People rightfully suggested she consider her carbon footprint - which as a popular DJ is considerable. Some people even wondered whether it's genuine care or just jumping on a popular topic. With regards to the last part: it doesn't matter right now.
Let's normalize picking up trash. Let's remove the stigma that it's dirty. You can use gloves and wash your hands afterwords. We need to see way more celebrities doing this. Change the narrative.
When companies or individuals get vocal about these topics, it's easier to hold them to account. Not doing enough can hurt your reputation and your business. So let people speak out, let them pose... but then let's not forget what they said - we should hold them to it.
Later this year, I intend to check in on some of the artists, individuals and companies that signed the Music Declares Emergency pledge. We need to celebrate the ones that do well, and embarrass the ones that don't take their pledge seriously, so that they get into action.

▶ [Extracted records]:

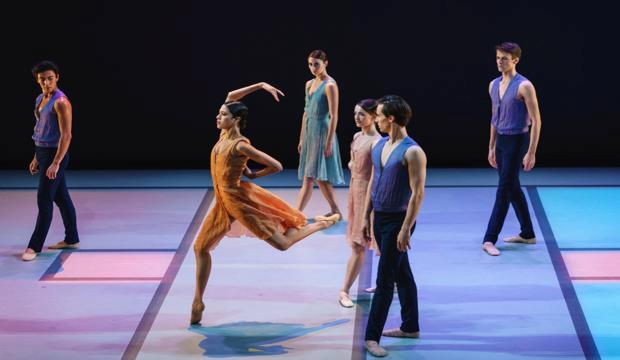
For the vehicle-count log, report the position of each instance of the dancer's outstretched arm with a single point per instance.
(271, 165)
(239, 94)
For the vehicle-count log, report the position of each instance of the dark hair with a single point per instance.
(44, 66)
(318, 54)
(511, 48)
(369, 105)
(396, 106)
(238, 109)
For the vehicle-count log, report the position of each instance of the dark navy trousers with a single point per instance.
(393, 268)
(49, 192)
(509, 153)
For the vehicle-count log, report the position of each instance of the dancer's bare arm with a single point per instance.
(366, 230)
(416, 167)
(331, 90)
(62, 107)
(271, 165)
(239, 94)
(304, 118)
(492, 137)
(527, 91)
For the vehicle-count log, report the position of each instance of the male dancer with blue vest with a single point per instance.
(52, 136)
(515, 131)
(395, 193)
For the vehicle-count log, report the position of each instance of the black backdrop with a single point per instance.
(147, 78)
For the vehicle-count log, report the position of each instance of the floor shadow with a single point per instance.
(253, 338)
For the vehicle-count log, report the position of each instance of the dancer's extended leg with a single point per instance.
(284, 241)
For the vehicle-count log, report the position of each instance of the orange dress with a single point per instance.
(258, 210)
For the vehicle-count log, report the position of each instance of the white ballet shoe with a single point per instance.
(375, 349)
(519, 240)
(345, 300)
(490, 248)
(29, 256)
(399, 333)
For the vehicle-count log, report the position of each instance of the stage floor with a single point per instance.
(127, 292)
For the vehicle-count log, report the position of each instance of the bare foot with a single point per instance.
(328, 221)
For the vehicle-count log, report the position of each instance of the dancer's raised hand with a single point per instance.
(272, 90)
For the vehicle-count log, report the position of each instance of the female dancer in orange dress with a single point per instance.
(267, 216)
(361, 167)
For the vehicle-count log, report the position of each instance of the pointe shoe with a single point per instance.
(375, 349)
(345, 300)
(63, 245)
(490, 248)
(29, 256)
(197, 310)
(399, 333)
(519, 240)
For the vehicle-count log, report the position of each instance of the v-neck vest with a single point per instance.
(510, 116)
(390, 189)
(46, 130)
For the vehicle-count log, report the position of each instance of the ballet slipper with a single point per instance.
(401, 334)
(490, 248)
(519, 240)
(375, 349)
(345, 300)
(63, 245)
(29, 255)
(197, 309)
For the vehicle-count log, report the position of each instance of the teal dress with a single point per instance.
(312, 160)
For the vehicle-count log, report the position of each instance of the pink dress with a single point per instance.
(361, 169)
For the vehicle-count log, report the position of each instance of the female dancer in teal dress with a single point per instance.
(319, 155)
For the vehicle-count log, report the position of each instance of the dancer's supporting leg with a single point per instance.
(213, 229)
(328, 193)
(305, 193)
(209, 238)
(354, 266)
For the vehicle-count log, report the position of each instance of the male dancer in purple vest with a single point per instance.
(515, 131)
(52, 136)
(395, 193)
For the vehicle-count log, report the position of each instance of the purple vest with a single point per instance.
(46, 130)
(510, 114)
(390, 189)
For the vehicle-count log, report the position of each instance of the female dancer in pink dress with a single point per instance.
(360, 166)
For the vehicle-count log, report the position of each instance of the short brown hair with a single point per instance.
(511, 48)
(318, 54)
(396, 106)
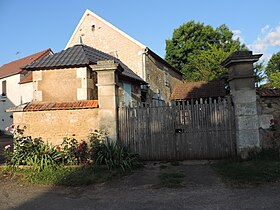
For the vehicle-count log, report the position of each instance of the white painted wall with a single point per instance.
(26, 91)
(16, 94)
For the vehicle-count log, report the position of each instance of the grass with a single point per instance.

▶ [Problems and tasks]:
a. In the environmental activism text, starting with "When companies or" and going on through "get into action.", rewrite the passage so that "promise" appears wherever "pledge" stands.
b. Answer these questions using the environmental activism text.
(i) What does the text say people can use when picking up trash?
(ii) According to the text, what can not doing enough hurt?
(iii) Which pledge's signers does the writer intend to check in on later this year?

▶ [Exercise solutions]:
a.
When companies or individuals get vocal about these topics, it's easier to hold them to account. Not doing enough can hurt your reputation and your business. So let people speak out, let them pose... but then let's not forget what they said - we should hold them to it.
Later this year, I intend to check in on some of the artists, individuals and companies that signed the Music Declares Emergency promise. We need to celebrate the ones that do well, and embarrass the ones that don't take their promise seriously, so that they get into action.

b.
(i) Gloves
(ii) Your reputation and your business
(iii) The Music Declares Emergency pledge